-------- DATEN ZUR ANALYSE --------
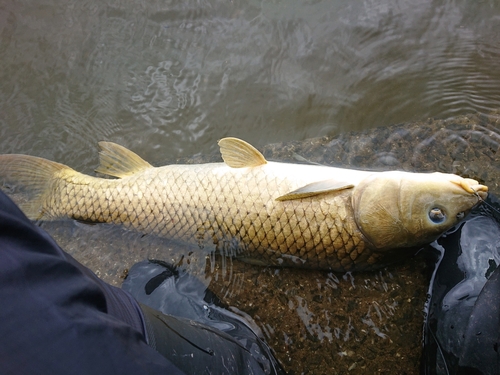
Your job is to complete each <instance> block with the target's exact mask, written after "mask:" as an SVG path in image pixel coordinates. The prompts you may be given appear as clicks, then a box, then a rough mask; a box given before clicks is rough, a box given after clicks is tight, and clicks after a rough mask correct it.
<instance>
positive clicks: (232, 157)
mask: <svg viewBox="0 0 500 375" xmlns="http://www.w3.org/2000/svg"><path fill="white" fill-rule="evenodd" d="M219 147H220V153H221V154H222V159H223V160H224V162H225V163H226V164H227V165H229V166H230V167H231V168H245V167H257V166H259V165H263V164H267V160H266V159H265V158H264V155H262V154H261V153H260V151H259V150H257V149H256V148H255V147H253V146H252V145H251V144H249V143H247V142H245V141H242V140H241V139H238V138H232V137H228V138H222V139H221V140H220V141H219Z"/></svg>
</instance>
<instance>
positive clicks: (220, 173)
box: [0, 138, 488, 271]
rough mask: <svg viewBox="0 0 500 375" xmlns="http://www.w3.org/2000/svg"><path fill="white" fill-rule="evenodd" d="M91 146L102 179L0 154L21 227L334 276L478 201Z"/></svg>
mask: <svg viewBox="0 0 500 375" xmlns="http://www.w3.org/2000/svg"><path fill="white" fill-rule="evenodd" d="M99 146H100V148H101V151H100V153H99V157H100V165H99V167H98V168H97V169H96V172H98V173H101V174H104V175H107V176H109V177H111V178H100V177H93V176H88V175H85V174H82V173H79V172H77V171H75V170H73V169H71V168H70V167H68V166H66V165H63V164H59V163H56V162H53V161H49V160H46V159H42V158H38V157H34V156H28V155H15V154H7V155H0V179H1V180H2V181H3V182H4V183H7V184H13V185H14V186H17V187H19V188H20V189H21V190H22V191H23V193H24V194H25V196H26V197H27V200H26V201H25V202H24V203H22V204H20V207H21V209H22V210H23V211H24V213H25V214H26V215H27V216H28V217H29V218H31V219H33V220H51V219H57V218H64V217H68V218H73V219H76V220H80V221H85V222H94V223H115V224H121V225H123V226H125V227H127V228H133V229H135V230H136V231H139V232H141V233H144V234H154V235H157V236H160V237H166V238H171V239H176V240H183V241H189V242H192V243H195V244H198V245H199V246H200V247H203V246H205V245H207V244H215V247H216V248H217V249H218V250H220V251H224V252H225V253H227V252H230V253H231V254H232V255H233V256H235V257H239V258H241V259H243V260H245V261H248V262H253V263H258V264H263V265H277V266H295V267H304V268H316V269H331V270H334V271H352V270H361V269H369V268H375V267H379V266H381V265H385V263H387V262H388V261H390V260H392V259H396V258H397V255H398V254H404V253H408V250H409V249H413V250H414V249H418V248H419V247H421V246H423V245H425V244H427V243H430V242H432V241H433V240H435V239H436V238H437V237H439V236H440V235H441V234H442V233H444V232H445V231H446V230H448V229H450V228H451V227H452V226H454V225H455V224H457V223H458V222H459V221H460V220H461V219H463V218H464V217H465V215H467V213H468V212H469V211H470V210H471V209H472V208H473V207H474V206H476V205H477V204H479V203H480V202H481V201H482V200H483V199H485V198H486V196H487V191H488V188H487V187H486V186H484V185H481V184H479V183H478V182H477V181H475V180H473V179H469V178H462V177H460V176H457V175H454V174H444V173H439V172H435V173H411V172H401V171H384V172H374V171H362V170H352V169H345V168H335V167H329V166H319V165H305V164H293V163H280V162H270V161H267V160H266V159H265V158H264V156H263V155H262V154H261V153H260V152H259V151H258V150H257V149H256V148H254V147H253V146H252V145H250V144H248V143H246V142H245V141H242V140H240V139H237V138H224V139H221V140H220V141H219V146H220V151H221V154H222V159H223V161H224V162H223V163H206V164H192V165H180V164H173V165H167V166H163V167H153V166H151V165H150V164H149V163H148V162H146V161H144V160H143V159H142V158H140V157H139V156H138V155H136V154H135V153H133V152H132V151H129V150H128V149H126V148H124V147H122V146H119V145H117V144H114V143H111V142H99ZM112 177H114V178H112ZM212 246H213V245H212Z"/></svg>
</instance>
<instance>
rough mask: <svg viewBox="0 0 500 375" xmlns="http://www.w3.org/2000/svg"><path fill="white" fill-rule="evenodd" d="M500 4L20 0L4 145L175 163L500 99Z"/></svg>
mask: <svg viewBox="0 0 500 375" xmlns="http://www.w3.org/2000/svg"><path fill="white" fill-rule="evenodd" d="M499 17H500V5H499V4H498V2H495V1H483V2H481V3H477V4H476V3H473V4H472V3H470V2H467V1H458V2H457V1H440V2H433V1H423V2H422V1H419V2H418V3H415V2H411V1H407V0H399V1H398V0H385V1H364V2H355V3H352V2H350V1H341V0H337V1H334V2H332V1H326V0H324V1H314V2H312V1H298V0H294V1H292V2H290V1H287V2H279V1H272V2H256V1H251V0H247V1H231V2H230V1H183V2H173V1H170V2H164V1H162V2H159V1H148V2H138V1H134V0H123V1H113V2H99V1H89V0H86V1H69V2H68V1H61V0H42V1H37V2H36V3H33V2H29V1H17V0H16V1H14V0H8V1H4V2H2V5H1V6H0V20H1V21H2V22H0V48H1V52H2V59H1V61H0V68H1V69H0V81H1V82H2V85H1V89H0V122H1V125H2V140H1V143H0V147H1V149H2V151H3V152H32V153H35V154H37V155H40V156H44V157H48V158H51V159H57V160H60V161H62V162H66V163H68V164H70V165H73V166H75V167H77V168H78V169H82V168H87V170H90V169H91V168H92V166H93V164H92V163H93V162H92V158H93V154H94V152H95V150H96V142H97V141H98V140H102V139H106V140H113V141H115V142H118V143H121V144H124V145H126V146H127V147H129V148H131V149H134V150H136V151H138V152H139V153H140V154H142V155H144V156H145V158H146V159H148V160H153V161H154V160H157V161H163V160H166V159H170V158H176V157H179V156H191V155H194V154H196V153H198V152H200V151H203V153H207V152H209V151H213V150H215V140H217V139H219V138H221V137H223V136H226V135H237V136H239V137H240V138H243V139H246V140H248V141H250V142H251V143H252V144H256V145H262V144H264V143H268V142H277V141H286V140H301V139H305V138H309V137H315V136H322V135H333V134H338V133H339V132H344V131H346V130H360V129H366V128H369V127H374V126H381V125H388V124H391V123H399V122H404V121H409V120H419V119H424V118H427V117H432V116H438V117H442V118H443V117H449V116H452V115H458V114H465V113H471V112H474V111H479V112H482V113H488V112H490V111H491V110H492V109H495V108H498V107H499V103H500V93H499V86H500V72H499V70H498V69H497V62H498V60H499V57H500V53H499V51H500V48H499V43H500V42H499V40H500V38H498V36H499V35H498V31H497V30H498V29H499V23H500V18H499Z"/></svg>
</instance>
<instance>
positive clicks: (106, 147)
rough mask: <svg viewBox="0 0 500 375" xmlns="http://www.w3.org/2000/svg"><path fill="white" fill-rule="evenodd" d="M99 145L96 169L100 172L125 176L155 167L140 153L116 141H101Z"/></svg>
mask: <svg viewBox="0 0 500 375" xmlns="http://www.w3.org/2000/svg"><path fill="white" fill-rule="evenodd" d="M99 147H100V148H101V151H100V152H99V167H98V168H97V169H96V170H95V171H96V172H98V173H102V174H107V175H108V176H114V177H118V178H123V177H127V176H132V175H134V174H136V173H137V172H140V171H143V170H145V169H149V168H153V166H152V165H151V164H149V163H148V162H147V161H145V160H144V159H142V158H141V157H140V156H139V155H137V154H135V153H133V152H132V151H130V150H128V149H126V148H125V147H123V146H120V145H117V144H116V143H112V142H99Z"/></svg>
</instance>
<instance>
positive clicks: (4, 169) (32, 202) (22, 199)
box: [0, 154, 72, 220]
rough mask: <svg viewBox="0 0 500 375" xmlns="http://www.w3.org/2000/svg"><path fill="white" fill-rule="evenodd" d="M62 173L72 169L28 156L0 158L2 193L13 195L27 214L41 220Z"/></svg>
mask: <svg viewBox="0 0 500 375" xmlns="http://www.w3.org/2000/svg"><path fill="white" fill-rule="evenodd" d="M63 170H70V171H72V169H71V168H70V167H68V166H66V165H64V164H60V163H56V162H53V161H50V160H47V159H43V158H39V157H35V156H28V155H16V154H9V155H0V181H1V183H2V185H0V186H1V187H2V190H4V191H7V192H9V191H10V193H11V194H9V195H11V197H12V198H13V199H14V201H15V202H16V203H17V204H18V205H19V207H20V208H21V210H22V211H23V212H24V214H25V215H26V216H27V217H28V218H30V219H32V220H39V219H41V218H42V217H43V216H50V215H47V212H46V208H47V205H48V202H49V201H50V194H51V192H52V186H53V184H54V182H55V181H57V180H59V179H60V177H59V176H60V175H61V174H60V173H61V171H63Z"/></svg>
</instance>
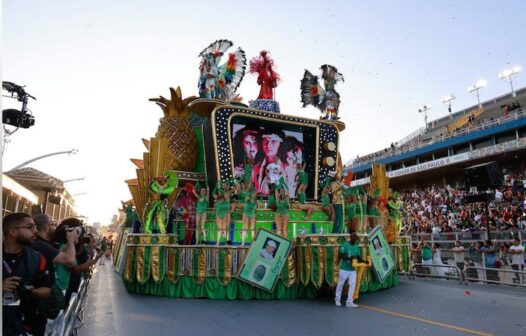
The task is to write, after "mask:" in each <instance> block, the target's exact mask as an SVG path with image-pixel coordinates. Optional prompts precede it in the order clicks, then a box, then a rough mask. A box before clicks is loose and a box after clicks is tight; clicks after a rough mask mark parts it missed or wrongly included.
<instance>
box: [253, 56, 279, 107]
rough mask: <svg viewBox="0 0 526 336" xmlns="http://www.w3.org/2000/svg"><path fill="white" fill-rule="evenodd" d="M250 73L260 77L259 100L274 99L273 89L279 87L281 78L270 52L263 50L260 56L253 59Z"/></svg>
mask: <svg viewBox="0 0 526 336" xmlns="http://www.w3.org/2000/svg"><path fill="white" fill-rule="evenodd" d="M249 71H250V73H251V74H257V75H258V85H260V86H261V89H260V91H259V96H258V99H274V92H273V89H274V88H276V87H277V86H278V82H279V81H280V77H279V74H278V73H277V72H276V71H275V70H274V60H273V59H272V58H271V57H270V55H269V52H268V51H266V50H262V51H261V52H260V53H259V56H257V57H254V58H253V59H251V60H250V70H249Z"/></svg>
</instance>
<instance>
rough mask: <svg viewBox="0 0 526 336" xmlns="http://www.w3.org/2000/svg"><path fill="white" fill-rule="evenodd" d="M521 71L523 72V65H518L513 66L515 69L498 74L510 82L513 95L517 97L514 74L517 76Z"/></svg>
mask: <svg viewBox="0 0 526 336" xmlns="http://www.w3.org/2000/svg"><path fill="white" fill-rule="evenodd" d="M519 72H521V67H520V66H516V67H513V69H506V70H504V71H502V72H501V73H499V74H498V76H499V78H500V79H502V80H503V81H505V82H509V83H510V88H511V96H512V97H517V94H516V93H515V90H514V89H513V76H515V75H516V74H518V73H519Z"/></svg>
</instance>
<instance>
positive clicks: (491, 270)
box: [399, 263, 526, 287]
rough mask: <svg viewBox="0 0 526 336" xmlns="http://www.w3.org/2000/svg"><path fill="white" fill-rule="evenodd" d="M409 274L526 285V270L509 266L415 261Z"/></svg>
mask: <svg viewBox="0 0 526 336" xmlns="http://www.w3.org/2000/svg"><path fill="white" fill-rule="evenodd" d="M444 268H445V269H446V270H445V271H444V272H443V273H440V272H437V271H433V269H437V270H440V269H444ZM399 274H400V275H408V274H405V273H403V272H399ZM408 276H409V278H410V279H415V278H416V277H425V278H438V279H453V280H458V281H459V282H460V284H465V285H468V284H469V283H485V284H486V283H491V284H502V285H510V286H520V287H526V271H524V270H521V271H517V270H513V269H509V268H490V267H479V266H466V267H464V269H463V270H461V269H460V268H459V267H458V266H455V265H436V264H435V265H425V264H421V263H418V264H416V263H415V264H413V266H412V271H411V273H410V274H409V275H408Z"/></svg>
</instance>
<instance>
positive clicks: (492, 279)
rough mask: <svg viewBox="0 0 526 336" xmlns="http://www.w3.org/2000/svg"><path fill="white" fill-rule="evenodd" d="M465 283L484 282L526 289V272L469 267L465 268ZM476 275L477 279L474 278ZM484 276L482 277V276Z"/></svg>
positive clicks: (464, 273) (523, 271) (474, 266)
mask: <svg viewBox="0 0 526 336" xmlns="http://www.w3.org/2000/svg"><path fill="white" fill-rule="evenodd" d="M464 275H465V281H466V283H467V282H483V283H493V284H503V285H512V286H521V287H526V272H525V271H515V270H512V269H509V268H502V267H501V268H489V267H476V266H467V267H465V268H464ZM474 275H476V277H475V276H474ZM480 275H482V276H480Z"/></svg>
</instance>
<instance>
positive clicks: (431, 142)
mask: <svg viewBox="0 0 526 336" xmlns="http://www.w3.org/2000/svg"><path fill="white" fill-rule="evenodd" d="M525 116H526V112H522V111H518V112H515V113H510V114H509V115H506V116H501V117H499V118H496V119H493V120H486V121H482V122H480V123H478V124H477V125H474V126H467V127H464V128H462V129H460V130H457V131H455V132H451V133H447V134H441V135H436V136H433V137H431V138H430V139H426V140H421V141H419V142H417V143H415V144H411V145H410V146H402V147H395V148H394V149H387V148H386V149H384V150H380V151H377V152H374V153H371V154H368V155H366V156H364V157H360V158H358V159H355V160H354V161H352V162H351V163H350V164H349V165H348V166H347V167H349V168H358V167H360V166H362V165H365V164H369V163H371V162H375V161H378V160H381V159H385V158H388V157H391V156H394V155H399V154H403V153H407V152H410V151H413V150H417V149H419V148H422V147H424V146H427V145H431V144H433V143H437V142H442V141H445V140H448V139H452V138H456V137H459V136H462V135H467V134H470V133H473V132H476V131H480V130H483V129H488V128H492V127H495V126H498V125H500V124H503V123H506V122H508V121H512V120H518V119H521V118H524V117H525Z"/></svg>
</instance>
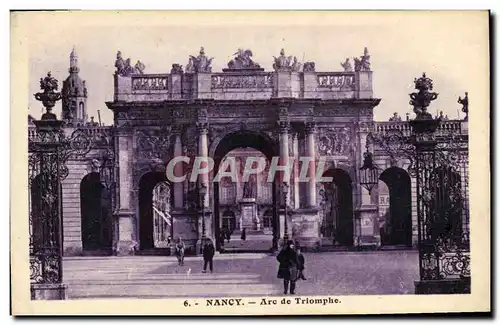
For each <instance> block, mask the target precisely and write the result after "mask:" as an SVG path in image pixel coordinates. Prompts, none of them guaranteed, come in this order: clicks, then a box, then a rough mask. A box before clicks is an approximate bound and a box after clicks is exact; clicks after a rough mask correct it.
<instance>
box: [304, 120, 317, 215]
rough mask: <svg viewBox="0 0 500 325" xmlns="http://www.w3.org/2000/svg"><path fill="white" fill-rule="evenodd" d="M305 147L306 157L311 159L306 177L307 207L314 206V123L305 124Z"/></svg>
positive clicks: (315, 168)
mask: <svg viewBox="0 0 500 325" xmlns="http://www.w3.org/2000/svg"><path fill="white" fill-rule="evenodd" d="M306 134H307V147H306V151H307V152H306V155H307V156H308V157H310V158H311V161H310V162H309V169H308V176H309V184H308V185H309V186H308V191H307V192H308V193H307V206H308V207H315V206H316V139H315V124H314V122H307V123H306Z"/></svg>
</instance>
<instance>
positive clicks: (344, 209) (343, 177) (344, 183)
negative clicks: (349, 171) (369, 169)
mask: <svg viewBox="0 0 500 325" xmlns="http://www.w3.org/2000/svg"><path fill="white" fill-rule="evenodd" d="M324 177H332V178H333V180H332V182H330V183H324V184H323V185H324V187H325V199H326V203H325V211H324V215H323V220H322V226H321V233H322V235H323V237H325V238H330V239H331V244H333V245H339V246H352V245H353V243H354V223H353V219H354V214H353V202H352V183H351V177H350V176H349V174H348V173H347V172H346V171H344V170H342V169H339V168H332V169H329V170H327V171H326V172H325V173H324Z"/></svg>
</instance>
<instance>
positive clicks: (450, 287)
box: [370, 74, 470, 294]
mask: <svg viewBox="0 0 500 325" xmlns="http://www.w3.org/2000/svg"><path fill="white" fill-rule="evenodd" d="M432 88H433V85H432V80H431V79H429V78H427V77H426V76H425V74H423V75H422V77H421V78H419V79H415V89H417V90H418V92H415V93H412V94H410V97H411V99H412V100H411V101H410V104H411V105H412V106H414V112H415V114H416V118H415V119H413V120H411V121H409V124H410V128H411V130H409V131H410V132H407V131H408V130H401V129H399V128H394V129H391V130H384V131H383V132H376V133H374V134H371V137H370V140H372V141H373V143H374V144H375V145H376V146H378V147H379V148H380V149H382V150H383V151H385V152H386V153H387V154H388V155H389V156H390V157H391V158H393V159H395V158H396V157H397V158H399V159H404V160H406V161H407V162H409V167H408V173H409V174H410V176H411V177H413V178H414V179H416V190H417V193H416V196H417V202H416V205H417V220H418V249H419V271H420V281H416V283H415V286H416V287H415V291H416V293H420V294H429V293H469V292H470V242H469V188H468V181H469V174H468V173H469V167H468V166H469V159H468V135H467V132H462V129H461V127H462V123H466V122H463V121H454V122H453V123H454V124H451V121H450V122H445V121H442V120H441V119H440V118H433V117H432V116H431V115H430V114H429V113H427V107H428V106H429V104H430V102H431V101H432V100H434V99H436V98H437V94H436V93H433V92H430V91H431V90H432ZM459 103H461V104H464V107H465V105H468V104H467V102H464V101H462V102H461V101H460V99H459ZM466 110H467V111H468V107H467V108H466ZM466 110H464V112H465V111H466ZM465 121H466V119H465Z"/></svg>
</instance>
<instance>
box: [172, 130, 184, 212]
--------
▶ [ZIEL DER ÜBUNG]
Gib nur die Zahl der Zeilen in den Einträgen an, die das Wort „tight“ enthalten. Groß- und Kleinschreibung zählen.

▶ [AUSGABE FOLGT]
2